A model that only ever read an agent's movement symbols built a map of its world inside — all on its own. Here you read what it sees, decode that map from its mind, then edit it — and watch its behavior follow the false belief.
A stream of moves. No picture. No map. No coordinates. Just these symbols, one after another.
We point a "mind-reader" (a linear probe) at its hidden activations.
A 155,000-parameter network was trained to do one thing: predict the next move-symbol. It was never shown a grid, a map, or a single coordinate. Yet to do its job it built a model of the world the symbols describe — and kept it in its activations, where a simple linear probe can read it out.
When you clicked a cell, you overwrote its internal sense of place (activation patching). It then acted on the false belief — refusing exits that are only walls where it thinks it is, and "seeing" a lamp that isn't there. The representation is causal, not decorative.
measured on this very model:
✓ position decodable 98.8% (chance 2%)

= = = =

# [Prompt A]
In the text about the move-predicting network, how many parameters does the network have?
# [Prompt B]
Continue the text about the move-predicting network, beginning after its last line.

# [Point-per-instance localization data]

= = = =

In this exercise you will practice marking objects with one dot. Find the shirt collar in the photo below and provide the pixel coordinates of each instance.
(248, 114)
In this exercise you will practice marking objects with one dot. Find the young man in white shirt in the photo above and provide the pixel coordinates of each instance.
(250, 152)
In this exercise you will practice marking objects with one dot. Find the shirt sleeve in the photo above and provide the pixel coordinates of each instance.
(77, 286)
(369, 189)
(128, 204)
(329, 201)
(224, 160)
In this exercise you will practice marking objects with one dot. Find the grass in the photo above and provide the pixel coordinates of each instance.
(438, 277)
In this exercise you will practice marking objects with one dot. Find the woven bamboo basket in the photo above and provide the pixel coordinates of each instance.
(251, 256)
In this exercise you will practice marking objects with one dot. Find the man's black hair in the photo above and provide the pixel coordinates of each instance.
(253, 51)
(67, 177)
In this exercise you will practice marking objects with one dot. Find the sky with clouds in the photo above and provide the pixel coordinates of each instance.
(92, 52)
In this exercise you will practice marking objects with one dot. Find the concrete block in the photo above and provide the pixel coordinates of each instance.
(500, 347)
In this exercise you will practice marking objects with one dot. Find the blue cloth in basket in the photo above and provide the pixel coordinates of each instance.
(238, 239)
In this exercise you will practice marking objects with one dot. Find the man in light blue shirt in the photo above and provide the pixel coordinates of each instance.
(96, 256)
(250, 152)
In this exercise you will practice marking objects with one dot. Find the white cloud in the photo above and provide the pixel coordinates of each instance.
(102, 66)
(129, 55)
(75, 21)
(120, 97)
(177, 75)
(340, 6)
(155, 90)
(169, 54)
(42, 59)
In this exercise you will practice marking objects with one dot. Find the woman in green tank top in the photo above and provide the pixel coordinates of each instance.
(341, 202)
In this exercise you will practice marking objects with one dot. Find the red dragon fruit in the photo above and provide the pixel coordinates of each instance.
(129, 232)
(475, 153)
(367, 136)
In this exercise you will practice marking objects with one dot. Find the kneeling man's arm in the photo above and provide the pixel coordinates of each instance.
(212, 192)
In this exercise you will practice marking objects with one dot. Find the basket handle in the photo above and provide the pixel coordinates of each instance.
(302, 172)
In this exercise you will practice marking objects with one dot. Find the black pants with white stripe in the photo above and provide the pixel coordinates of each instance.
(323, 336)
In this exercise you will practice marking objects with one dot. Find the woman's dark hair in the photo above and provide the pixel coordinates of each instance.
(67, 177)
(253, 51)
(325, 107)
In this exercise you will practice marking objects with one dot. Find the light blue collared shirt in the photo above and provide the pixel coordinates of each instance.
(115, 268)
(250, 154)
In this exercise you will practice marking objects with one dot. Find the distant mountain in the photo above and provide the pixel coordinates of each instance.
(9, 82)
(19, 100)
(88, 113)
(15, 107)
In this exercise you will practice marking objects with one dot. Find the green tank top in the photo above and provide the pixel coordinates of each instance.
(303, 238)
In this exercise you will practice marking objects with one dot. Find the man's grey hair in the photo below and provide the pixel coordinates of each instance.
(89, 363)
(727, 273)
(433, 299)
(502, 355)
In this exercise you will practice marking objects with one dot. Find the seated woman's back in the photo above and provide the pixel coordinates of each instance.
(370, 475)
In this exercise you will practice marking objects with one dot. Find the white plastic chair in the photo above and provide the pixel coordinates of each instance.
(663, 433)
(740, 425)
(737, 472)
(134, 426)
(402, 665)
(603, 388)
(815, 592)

= = = =

# [Answer section A]
155,000

# [Answer section B]
✓ predicts only legal moves 100%
✓ belief-edit changes behavior 100%
✓ phantom-lamp on command 99.7%
And related patterns show up in larger systems. Othello-GPT, trained only on Othello moves, builds an internal board representation (Li et al.; Nanda); and research finds Llama-class models encode linear maps of real-world place and time (Gurnee & Tegmark). This toy model is small enough to prove end-to-end — and to run, live, in your browser.
Next in this series: render the real-world map of place and time hidden inside an actual LLM.
Refs: Othello-GPT world model · Language Models Represent Space & Time · Golden Gate Claude
A note on words: here, "belief" means a decoded internal state representation, not consciousness or human-like understanding. This is a controlled toy grid-world experiment; it shows that this model learned a measurable, causally relevant world-state representation — not that all large models have cleanly readable or editable beliefs.